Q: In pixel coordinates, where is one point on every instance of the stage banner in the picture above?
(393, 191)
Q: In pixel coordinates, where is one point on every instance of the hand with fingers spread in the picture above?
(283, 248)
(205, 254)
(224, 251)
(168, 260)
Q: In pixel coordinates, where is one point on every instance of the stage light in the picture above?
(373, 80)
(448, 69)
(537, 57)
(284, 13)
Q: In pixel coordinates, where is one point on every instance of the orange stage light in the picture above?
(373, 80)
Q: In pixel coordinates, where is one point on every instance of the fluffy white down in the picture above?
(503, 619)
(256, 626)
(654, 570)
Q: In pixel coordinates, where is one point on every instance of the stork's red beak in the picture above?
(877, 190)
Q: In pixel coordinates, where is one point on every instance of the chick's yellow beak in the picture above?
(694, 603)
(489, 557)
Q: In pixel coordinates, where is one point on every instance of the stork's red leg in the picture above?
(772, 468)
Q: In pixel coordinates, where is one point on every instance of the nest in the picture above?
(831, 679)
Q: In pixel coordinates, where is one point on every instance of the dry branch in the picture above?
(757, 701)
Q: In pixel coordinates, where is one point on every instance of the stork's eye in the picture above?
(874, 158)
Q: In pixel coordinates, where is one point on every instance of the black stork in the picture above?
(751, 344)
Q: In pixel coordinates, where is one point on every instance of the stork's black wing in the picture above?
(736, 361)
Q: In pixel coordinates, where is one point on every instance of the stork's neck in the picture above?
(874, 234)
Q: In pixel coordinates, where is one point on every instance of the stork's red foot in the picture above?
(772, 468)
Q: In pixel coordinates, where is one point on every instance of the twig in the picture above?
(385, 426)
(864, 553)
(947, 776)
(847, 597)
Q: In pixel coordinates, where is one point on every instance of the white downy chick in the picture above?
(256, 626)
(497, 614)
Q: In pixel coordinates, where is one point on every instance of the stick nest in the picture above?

○ ○ ○ ○ ○

| Try it |
Your task is to reproduce, exactly and exclusively, the lines from the one holding "twig in the picture above?" through the final line of the listing.

| Exercise solution |
Q: In pixel coordinates, where is one point on every instance of the twig in the picture above?
(385, 426)
(864, 553)
(947, 776)
(847, 597)
Q: In pixel coordinates, where is one point on every instance of the white downy chick in the picture above?
(256, 626)
(497, 614)
Q: In pixel coordinates, where is one point on every instance of the stick nest in the picture above?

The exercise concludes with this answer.